Excerpts from point annotation data:
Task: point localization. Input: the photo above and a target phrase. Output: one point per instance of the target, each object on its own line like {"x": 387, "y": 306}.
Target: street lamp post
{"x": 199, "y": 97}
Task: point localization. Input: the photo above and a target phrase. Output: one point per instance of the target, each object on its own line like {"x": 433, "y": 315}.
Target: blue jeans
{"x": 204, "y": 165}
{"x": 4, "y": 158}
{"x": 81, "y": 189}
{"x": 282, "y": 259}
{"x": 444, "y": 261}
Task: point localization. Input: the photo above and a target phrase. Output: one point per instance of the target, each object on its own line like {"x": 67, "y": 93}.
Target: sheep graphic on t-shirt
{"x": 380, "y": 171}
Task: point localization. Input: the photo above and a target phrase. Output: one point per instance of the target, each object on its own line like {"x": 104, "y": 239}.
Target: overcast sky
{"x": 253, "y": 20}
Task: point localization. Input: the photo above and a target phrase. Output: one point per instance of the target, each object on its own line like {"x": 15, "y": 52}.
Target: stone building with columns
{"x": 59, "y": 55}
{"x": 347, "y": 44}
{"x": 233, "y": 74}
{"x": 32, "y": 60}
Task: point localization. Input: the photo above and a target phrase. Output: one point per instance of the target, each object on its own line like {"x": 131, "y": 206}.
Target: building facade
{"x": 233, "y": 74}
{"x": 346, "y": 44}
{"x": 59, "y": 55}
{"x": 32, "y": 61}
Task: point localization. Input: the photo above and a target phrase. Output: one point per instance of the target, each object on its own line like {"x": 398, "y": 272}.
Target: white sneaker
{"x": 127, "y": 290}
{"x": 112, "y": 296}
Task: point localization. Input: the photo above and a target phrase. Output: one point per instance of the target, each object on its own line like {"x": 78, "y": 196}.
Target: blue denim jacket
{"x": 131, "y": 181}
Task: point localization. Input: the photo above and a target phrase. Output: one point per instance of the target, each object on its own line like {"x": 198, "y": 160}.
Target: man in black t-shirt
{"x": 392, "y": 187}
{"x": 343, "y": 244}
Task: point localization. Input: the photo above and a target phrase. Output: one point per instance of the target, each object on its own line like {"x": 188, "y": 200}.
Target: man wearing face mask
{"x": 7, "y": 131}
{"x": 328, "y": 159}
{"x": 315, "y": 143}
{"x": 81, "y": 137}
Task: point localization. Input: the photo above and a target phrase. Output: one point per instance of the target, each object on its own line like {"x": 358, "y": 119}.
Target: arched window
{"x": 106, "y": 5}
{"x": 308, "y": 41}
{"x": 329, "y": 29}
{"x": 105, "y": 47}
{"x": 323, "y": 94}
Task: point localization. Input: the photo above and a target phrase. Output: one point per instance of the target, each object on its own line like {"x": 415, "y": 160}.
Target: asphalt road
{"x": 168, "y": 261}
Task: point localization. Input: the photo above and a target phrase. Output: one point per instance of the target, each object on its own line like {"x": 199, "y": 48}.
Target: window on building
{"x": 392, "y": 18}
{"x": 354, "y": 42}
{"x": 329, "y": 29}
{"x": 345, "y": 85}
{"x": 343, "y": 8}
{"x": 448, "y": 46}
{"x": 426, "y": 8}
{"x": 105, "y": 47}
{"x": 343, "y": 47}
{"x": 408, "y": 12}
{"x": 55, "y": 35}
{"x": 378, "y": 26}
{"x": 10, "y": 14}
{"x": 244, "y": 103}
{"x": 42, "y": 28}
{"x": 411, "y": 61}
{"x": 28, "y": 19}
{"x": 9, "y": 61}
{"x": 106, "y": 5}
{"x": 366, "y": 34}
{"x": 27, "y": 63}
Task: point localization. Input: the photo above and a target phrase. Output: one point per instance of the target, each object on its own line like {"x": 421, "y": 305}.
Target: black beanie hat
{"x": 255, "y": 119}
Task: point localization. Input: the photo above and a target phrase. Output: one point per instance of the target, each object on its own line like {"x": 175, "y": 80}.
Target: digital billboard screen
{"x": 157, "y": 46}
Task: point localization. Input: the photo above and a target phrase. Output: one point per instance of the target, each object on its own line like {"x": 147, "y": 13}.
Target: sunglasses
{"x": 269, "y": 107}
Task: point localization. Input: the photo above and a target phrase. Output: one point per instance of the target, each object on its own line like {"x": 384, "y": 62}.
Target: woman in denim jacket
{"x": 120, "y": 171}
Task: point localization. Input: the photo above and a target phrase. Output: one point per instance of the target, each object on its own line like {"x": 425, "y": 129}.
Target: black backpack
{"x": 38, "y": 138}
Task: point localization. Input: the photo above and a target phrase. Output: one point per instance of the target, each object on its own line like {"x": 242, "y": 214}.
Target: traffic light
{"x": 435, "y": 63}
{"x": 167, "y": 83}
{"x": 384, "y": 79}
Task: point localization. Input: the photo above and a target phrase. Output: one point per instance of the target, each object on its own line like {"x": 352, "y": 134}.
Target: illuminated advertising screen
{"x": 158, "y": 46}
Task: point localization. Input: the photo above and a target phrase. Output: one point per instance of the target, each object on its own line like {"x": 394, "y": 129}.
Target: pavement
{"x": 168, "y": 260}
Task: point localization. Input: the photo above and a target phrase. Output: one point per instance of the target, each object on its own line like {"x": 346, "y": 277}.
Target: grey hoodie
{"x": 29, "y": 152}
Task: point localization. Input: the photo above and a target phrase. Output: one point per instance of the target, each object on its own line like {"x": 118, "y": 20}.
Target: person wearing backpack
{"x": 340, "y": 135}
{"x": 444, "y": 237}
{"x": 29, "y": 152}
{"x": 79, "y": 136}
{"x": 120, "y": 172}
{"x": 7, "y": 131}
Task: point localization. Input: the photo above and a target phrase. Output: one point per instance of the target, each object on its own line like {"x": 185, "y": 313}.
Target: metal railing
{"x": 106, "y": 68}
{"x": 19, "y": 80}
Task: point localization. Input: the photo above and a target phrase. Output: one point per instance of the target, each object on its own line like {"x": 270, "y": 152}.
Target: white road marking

→ **REQUEST**:
Write out all the entries exactly.

→ **ANSWER TO THE PROBLEM**:
Task: point localization. Input: the photo above and a target phrase. Output: one point per instance of the target, each object on its own line like {"x": 387, "y": 306}.
Target: street lamp post
{"x": 199, "y": 97}
Task: point localization. Input: the photo above and a target phrase. Output: one point per instance of the target, each object on its own line like {"x": 433, "y": 315}.
Target: blue jeans
{"x": 204, "y": 165}
{"x": 4, "y": 158}
{"x": 81, "y": 189}
{"x": 282, "y": 259}
{"x": 444, "y": 261}
Task: point localization. Input: the photo above and a target phrase. Output: one point per instance of the target, each object on its own line like {"x": 67, "y": 93}.
Target: sheep graphic on t-shirt
{"x": 380, "y": 171}
Task: point localization. Input: the photo above and a target phrase. Output: one point per instance of the target, each object on its own line like {"x": 104, "y": 239}.
Target: overcast sky
{"x": 253, "y": 20}
Task: point localization. Input: the photo above and a target phrase. Output: one point per instance of the target, each object on its own line like {"x": 15, "y": 52}.
Target: stone building with columns
{"x": 59, "y": 55}
{"x": 347, "y": 44}
{"x": 233, "y": 74}
{"x": 32, "y": 60}
Task: point localization. Input: the photo above and a target phrase. Output: one point per instance of the target, each object on its own line like {"x": 131, "y": 206}.
Target: building facade
{"x": 233, "y": 74}
{"x": 346, "y": 44}
{"x": 59, "y": 55}
{"x": 32, "y": 61}
Task: point localization. Input: the photo above and a target phrase. Output: one point per instance of the target, each object on its own line like {"x": 398, "y": 272}.
Target: white sneaker
{"x": 127, "y": 290}
{"x": 112, "y": 296}
Task: point localization. Input: the photo above and a target phrase. Output: one point per instance of the target, each object on its own line like {"x": 78, "y": 196}.
Target: blue denim jacket
{"x": 131, "y": 181}
Task: point localization. Input: the photo above and a target phrase. Output: one point per instance of the target, each object on its own line like {"x": 198, "y": 160}.
Target: man in black t-shirt
{"x": 392, "y": 187}
{"x": 343, "y": 244}
Task: point localization. Input: the photo above and a target phrase. Output: one point per instance of the target, each object on its own line like {"x": 188, "y": 200}.
Target: man wearing face mask
{"x": 7, "y": 131}
{"x": 328, "y": 159}
{"x": 315, "y": 143}
{"x": 81, "y": 137}
Task: point localization. Input: the photo above and a target phrase. Output: one point per instance of the target, each object on its own line like {"x": 358, "y": 119}.
Target: arched window
{"x": 106, "y": 5}
{"x": 308, "y": 41}
{"x": 329, "y": 29}
{"x": 105, "y": 47}
{"x": 323, "y": 94}
Task: point localization. Input: the photo above and a target phrase. Output: one point per instance of the target, each object on its own line like {"x": 415, "y": 160}.
Target: asphalt road
{"x": 168, "y": 261}
Task: point localization. Input: the photo above and a target phrase. Output: one point per instance of the target, each object on its own line like {"x": 199, "y": 48}.
Target: window on building
{"x": 392, "y": 18}
{"x": 354, "y": 42}
{"x": 329, "y": 29}
{"x": 345, "y": 85}
{"x": 343, "y": 8}
{"x": 448, "y": 46}
{"x": 426, "y": 8}
{"x": 105, "y": 47}
{"x": 343, "y": 47}
{"x": 408, "y": 12}
{"x": 55, "y": 35}
{"x": 378, "y": 26}
{"x": 10, "y": 14}
{"x": 244, "y": 103}
{"x": 42, "y": 28}
{"x": 411, "y": 61}
{"x": 28, "y": 19}
{"x": 9, "y": 61}
{"x": 106, "y": 5}
{"x": 366, "y": 34}
{"x": 27, "y": 63}
Task: point localization. Input: the photo above and a target phrase. Output: one point per instance of the target, each object on its own line like {"x": 421, "y": 305}.
Target: black beanie hat
{"x": 255, "y": 119}
Task: point localization. Input: the photo above and a target phrase. Output: one point per instance of the target, each object on its own line like {"x": 175, "y": 80}.
Target: digital billboard screen
{"x": 157, "y": 46}
Task: point localization. Input: the photo above and a target phrase. Output: one point per instance of the target, each object on its own line like {"x": 147, "y": 13}.
Target: sunglasses
{"x": 269, "y": 107}
Task: point localization. Input: the photo above and a target phrase. Output: one point per instance of the target, each object on its own line like {"x": 384, "y": 62}.
Target: woman in denim jacket
{"x": 120, "y": 171}
Task: point localization. Input: the photo above and a target phrase. Output: one point per instance of the target, each object on its own line like {"x": 425, "y": 129}.
Target: black backpack
{"x": 38, "y": 138}
Task: point localization. Input: the photo above and a target phrase. Output: one point per instance of the target, each object on its own line like {"x": 242, "y": 214}.
Target: traffic light
{"x": 435, "y": 63}
{"x": 167, "y": 83}
{"x": 384, "y": 79}
Task: point localization. Input: the photo above and a target phrase. Output: one point per instance of the target, each object on its own line like {"x": 352, "y": 134}.
Target: illuminated advertising screen
{"x": 158, "y": 46}
Task: point localization. Input: the photo above and a target phrase. Output: one point per instance of the target, each object on its own line like {"x": 394, "y": 129}.
Target: pavement
{"x": 168, "y": 260}
Task: point localization. Input: the photo above and a target phrase. Output: one point per instance of the target, each object on its own line like {"x": 346, "y": 277}.
Target: grey hoodie
{"x": 29, "y": 152}
Task: point localization. Input: the photo above and a target phrase. Output: one point per instance of the target, each object on its own line like {"x": 118, "y": 20}.
Target: person wearing backpack
{"x": 340, "y": 135}
{"x": 444, "y": 237}
{"x": 29, "y": 152}
{"x": 79, "y": 136}
{"x": 120, "y": 172}
{"x": 7, "y": 131}
Task: point localization. Input: the photo above and a target phrase. Output: one point per instance of the target, each object on its own line like {"x": 185, "y": 313}.
Target: metal railing
{"x": 106, "y": 68}
{"x": 19, "y": 80}
Task: point localization. Input: the photo above and a target phrase. Output: one point per instance of the target, each object on its own line like {"x": 270, "y": 152}.
Target: white road marking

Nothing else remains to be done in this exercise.